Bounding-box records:
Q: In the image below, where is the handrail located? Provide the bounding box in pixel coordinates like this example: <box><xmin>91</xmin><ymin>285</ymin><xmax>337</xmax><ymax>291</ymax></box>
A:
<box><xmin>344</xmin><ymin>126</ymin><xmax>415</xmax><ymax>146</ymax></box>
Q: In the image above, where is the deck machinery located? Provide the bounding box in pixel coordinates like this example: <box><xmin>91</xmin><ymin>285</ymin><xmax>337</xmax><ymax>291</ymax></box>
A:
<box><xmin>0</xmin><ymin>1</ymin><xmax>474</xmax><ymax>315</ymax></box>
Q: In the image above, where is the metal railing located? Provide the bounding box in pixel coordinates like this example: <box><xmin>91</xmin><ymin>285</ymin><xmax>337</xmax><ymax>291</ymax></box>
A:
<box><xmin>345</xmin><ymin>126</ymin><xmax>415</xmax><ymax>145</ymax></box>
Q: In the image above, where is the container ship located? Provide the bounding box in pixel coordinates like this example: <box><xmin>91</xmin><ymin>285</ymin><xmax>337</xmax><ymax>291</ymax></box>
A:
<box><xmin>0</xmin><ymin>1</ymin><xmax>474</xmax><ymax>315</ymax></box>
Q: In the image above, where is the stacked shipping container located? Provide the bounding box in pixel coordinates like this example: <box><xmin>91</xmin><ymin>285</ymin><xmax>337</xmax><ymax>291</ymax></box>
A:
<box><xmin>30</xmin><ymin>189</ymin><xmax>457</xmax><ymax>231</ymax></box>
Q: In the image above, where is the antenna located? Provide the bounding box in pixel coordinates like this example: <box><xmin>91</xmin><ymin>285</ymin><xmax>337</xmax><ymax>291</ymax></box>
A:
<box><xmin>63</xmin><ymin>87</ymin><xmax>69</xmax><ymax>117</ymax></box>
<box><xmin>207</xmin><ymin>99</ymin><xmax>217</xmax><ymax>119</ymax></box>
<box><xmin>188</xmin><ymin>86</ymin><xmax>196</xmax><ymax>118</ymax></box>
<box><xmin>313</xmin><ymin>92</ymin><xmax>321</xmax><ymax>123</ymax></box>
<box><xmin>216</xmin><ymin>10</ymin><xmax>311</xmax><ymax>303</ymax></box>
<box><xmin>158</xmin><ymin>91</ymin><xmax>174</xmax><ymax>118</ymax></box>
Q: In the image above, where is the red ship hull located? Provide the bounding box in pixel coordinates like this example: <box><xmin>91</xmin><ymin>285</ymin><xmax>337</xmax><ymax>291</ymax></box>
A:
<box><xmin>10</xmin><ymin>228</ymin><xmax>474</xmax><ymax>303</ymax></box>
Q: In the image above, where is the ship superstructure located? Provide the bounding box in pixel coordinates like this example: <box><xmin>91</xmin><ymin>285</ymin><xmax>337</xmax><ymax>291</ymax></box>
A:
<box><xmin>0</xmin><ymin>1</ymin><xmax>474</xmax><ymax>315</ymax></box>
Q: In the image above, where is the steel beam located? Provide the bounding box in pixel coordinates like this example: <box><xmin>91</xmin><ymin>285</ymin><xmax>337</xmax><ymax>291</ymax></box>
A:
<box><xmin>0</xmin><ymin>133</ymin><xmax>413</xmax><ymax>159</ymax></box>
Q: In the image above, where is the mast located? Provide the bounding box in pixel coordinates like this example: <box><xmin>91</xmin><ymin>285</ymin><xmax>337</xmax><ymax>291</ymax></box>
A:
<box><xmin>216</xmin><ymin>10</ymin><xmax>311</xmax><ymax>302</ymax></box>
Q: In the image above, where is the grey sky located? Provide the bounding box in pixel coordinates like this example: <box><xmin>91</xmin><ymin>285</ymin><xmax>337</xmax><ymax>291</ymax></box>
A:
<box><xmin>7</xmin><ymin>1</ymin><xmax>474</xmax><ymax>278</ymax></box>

THE PROBLEM:
Reproduce each line verbatim.

EXERCISE ANSWER:
Q: In the image below, where is the handrail located? Provide the bounding box in pixel coordinates like this example: <box><xmin>91</xmin><ymin>285</ymin><xmax>337</xmax><ymax>291</ymax></box>
A:
<box><xmin>344</xmin><ymin>126</ymin><xmax>415</xmax><ymax>146</ymax></box>
Q: In the image above, where is the deck machinery located? Provide the bounding box in pixel coordinates like this example: <box><xmin>91</xmin><ymin>285</ymin><xmax>337</xmax><ymax>291</ymax></box>
A:
<box><xmin>0</xmin><ymin>1</ymin><xmax>474</xmax><ymax>315</ymax></box>
Q: In the image above, where is the metal railing located? Provide the bounding box in pixel coordinates like this example: <box><xmin>91</xmin><ymin>285</ymin><xmax>337</xmax><ymax>291</ymax></box>
A:
<box><xmin>345</xmin><ymin>126</ymin><xmax>415</xmax><ymax>145</ymax></box>
Q: In the image above, where is the container ship located? Provide the bounding box in pixel coordinates like this example: <box><xmin>91</xmin><ymin>285</ymin><xmax>337</xmax><ymax>291</ymax></box>
A:
<box><xmin>0</xmin><ymin>1</ymin><xmax>474</xmax><ymax>315</ymax></box>
Q: In the image above, where is the stacked shipping container located? Provide the bounding box in pixel coordinates like this example: <box><xmin>91</xmin><ymin>285</ymin><xmax>337</xmax><ymax>291</ymax></box>
A:
<box><xmin>30</xmin><ymin>189</ymin><xmax>457</xmax><ymax>231</ymax></box>
Q: In the image above, where is the antenna located? Provide the bounding box in pixel coordinates like this example: <box><xmin>91</xmin><ymin>285</ymin><xmax>337</xmax><ymax>291</ymax></box>
A:
<box><xmin>63</xmin><ymin>87</ymin><xmax>69</xmax><ymax>117</ymax></box>
<box><xmin>207</xmin><ymin>99</ymin><xmax>217</xmax><ymax>119</ymax></box>
<box><xmin>188</xmin><ymin>86</ymin><xmax>196</xmax><ymax>118</ymax></box>
<box><xmin>313</xmin><ymin>92</ymin><xmax>321</xmax><ymax>123</ymax></box>
<box><xmin>216</xmin><ymin>10</ymin><xmax>311</xmax><ymax>303</ymax></box>
<box><xmin>158</xmin><ymin>91</ymin><xmax>174</xmax><ymax>118</ymax></box>
Q: In the image above, where is the red ship hull located? Provide the bounding box in pixel coordinates like this example: <box><xmin>91</xmin><ymin>285</ymin><xmax>337</xmax><ymax>291</ymax></box>
A:
<box><xmin>10</xmin><ymin>228</ymin><xmax>474</xmax><ymax>303</ymax></box>
Q: In the image above, where is the ship superstructure located? Provide the bounding box in pixel coordinates like this example: <box><xmin>91</xmin><ymin>285</ymin><xmax>337</xmax><ymax>291</ymax></box>
A:
<box><xmin>0</xmin><ymin>1</ymin><xmax>474</xmax><ymax>315</ymax></box>
Q: In the image above, where is the steel beam located? Provide the bounding box in pixel coordinates like this example: <box><xmin>91</xmin><ymin>285</ymin><xmax>337</xmax><ymax>291</ymax></box>
A:
<box><xmin>0</xmin><ymin>133</ymin><xmax>413</xmax><ymax>159</ymax></box>
Q: In the image above, where is the mast located? Provide the bounding box in pixel coordinates like this example: <box><xmin>91</xmin><ymin>285</ymin><xmax>337</xmax><ymax>291</ymax></box>
A:
<box><xmin>216</xmin><ymin>10</ymin><xmax>311</xmax><ymax>302</ymax></box>
Q: In the image above, where is the grey sky located? Provide the bounding box in pixel coordinates like this example: <box><xmin>91</xmin><ymin>285</ymin><xmax>337</xmax><ymax>291</ymax></box>
A:
<box><xmin>7</xmin><ymin>1</ymin><xmax>474</xmax><ymax>278</ymax></box>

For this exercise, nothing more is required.